__EXERCISE INSTRUCTIONS__.
Print the following data back line for line, with nothing changed.

↓↓↓

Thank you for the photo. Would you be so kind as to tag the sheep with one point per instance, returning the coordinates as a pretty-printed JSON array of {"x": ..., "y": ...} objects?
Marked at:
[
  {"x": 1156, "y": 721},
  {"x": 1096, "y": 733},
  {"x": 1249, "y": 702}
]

↑↑↑

__CORRECT RESULT__.
Thank you for the photo. Would you be so kind as to tag the sheep with one point per instance, returning the coordinates as a pretty-printed JSON array of {"x": ..., "y": ...} objects?
Marked at:
[
  {"x": 1156, "y": 721},
  {"x": 1096, "y": 733},
  {"x": 1249, "y": 702}
]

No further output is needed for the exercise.